Work order:
Answer these from the letter on the ICE student policy:
(a) Which U.S. Senator is the letter addressed to?
(b) On what date did ICE announce its change to the Student and Exchange Visitor Program?
(c) Which two types of international students did the change affect?

Supplied text:
I was going to email this letter to elected federal politicians, but fortunately, the U.S. Immigration and Customs Enforcement (ICE) seems to have repealed their misguided policy about forcing international students to take classes in-person. Nonetheless, here’s the letter, and in case a similar policy somehow re-emerges, I will start sending this message. This particular letter is addressed to U.S. Senator Dianne Feinstein given my California residency, her particular Senate Committee assignments, and because of the six offices I called last week, only hers had an actual human on the line for me to address my concerns. The letter is based on this template. Unfortunately I’m not sure who wrote it.

Dear Senator Dianne Feinstein,

My name is Daniel Seita. I currently reside in the San Francisco Bay Area. I am registered voter and thank you for your many years of service in the United States Senate representing California.

I am emailing to insist that you stop the recent student ban.

On July 6, 2020, the United States Immigration and Customs Enforcement announced that they will be modifying their Student and Exchange Visitor Program (SEVP) impacting F-1 and M-1 international students. Under the modified SEVP, F-1 and M-1 students with valid student visas would be forced to leave the United States if their college or university was not offering in-person classes.

International students pay the highest tuition to colleges and universities and shifting to an online-only syllabus does not reduce and shrink the economic burden of the high costs. Forcing international students to pay these high costs while also making them leave the country is unfair on many levels. Furthermore, the funds that international students bring in subsidize domestic students.

[Photo-based referring expression data]
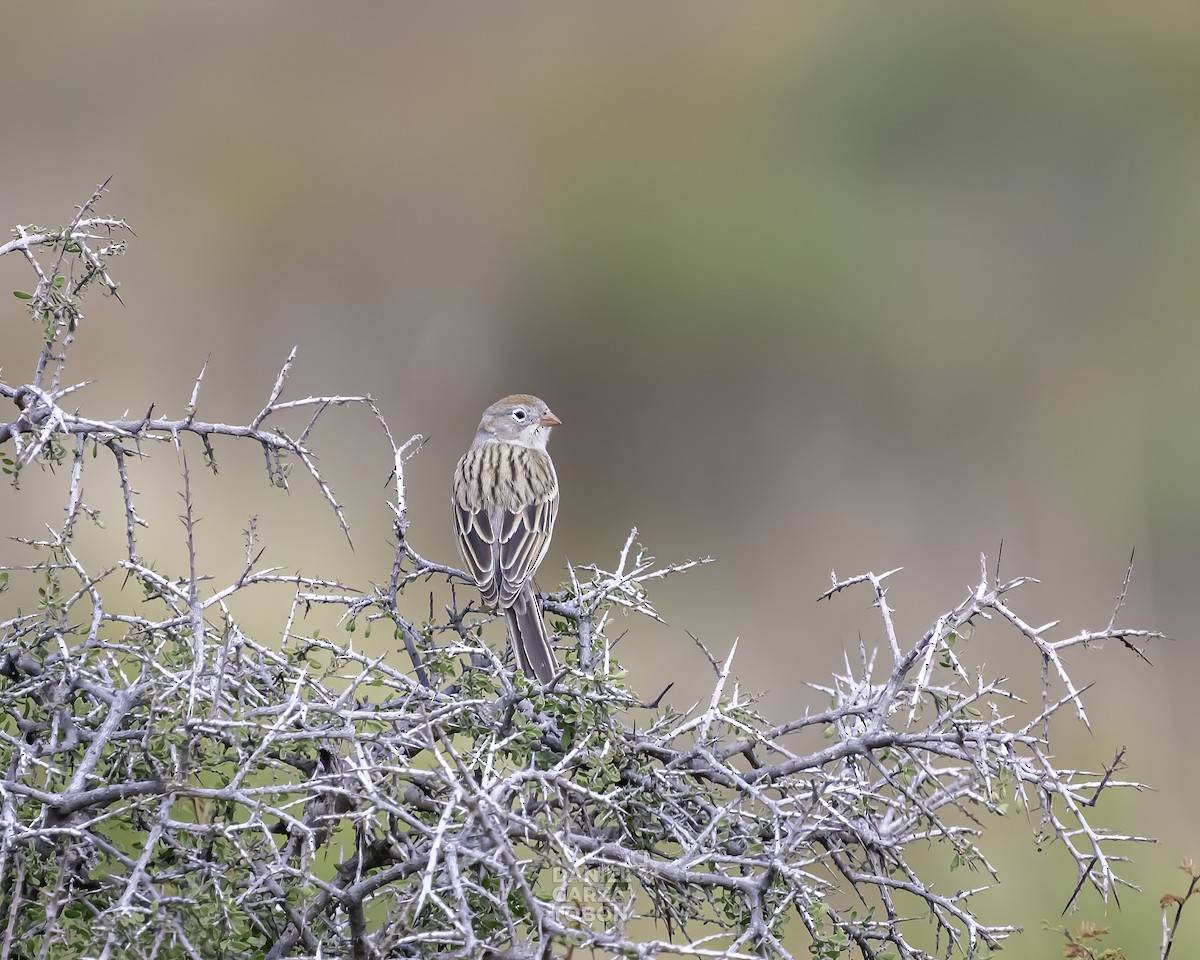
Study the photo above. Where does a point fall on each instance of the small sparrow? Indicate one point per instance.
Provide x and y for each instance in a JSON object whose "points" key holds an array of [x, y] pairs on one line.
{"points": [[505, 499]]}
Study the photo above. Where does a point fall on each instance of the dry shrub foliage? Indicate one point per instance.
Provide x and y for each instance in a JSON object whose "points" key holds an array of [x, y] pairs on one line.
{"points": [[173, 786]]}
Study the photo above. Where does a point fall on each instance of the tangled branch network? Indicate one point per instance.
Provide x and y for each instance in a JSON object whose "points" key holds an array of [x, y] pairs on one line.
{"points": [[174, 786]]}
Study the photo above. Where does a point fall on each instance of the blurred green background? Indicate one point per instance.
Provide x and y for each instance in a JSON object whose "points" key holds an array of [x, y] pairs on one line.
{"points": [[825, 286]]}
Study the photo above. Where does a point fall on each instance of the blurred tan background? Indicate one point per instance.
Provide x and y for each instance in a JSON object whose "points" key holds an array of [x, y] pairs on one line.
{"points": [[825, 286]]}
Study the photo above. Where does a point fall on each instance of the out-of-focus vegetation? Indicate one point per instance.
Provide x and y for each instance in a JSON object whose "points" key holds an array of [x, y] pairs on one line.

Task solution:
(a) Dianne Feinstein
(b) July 6, 2020
(c) F-1 and M-1 students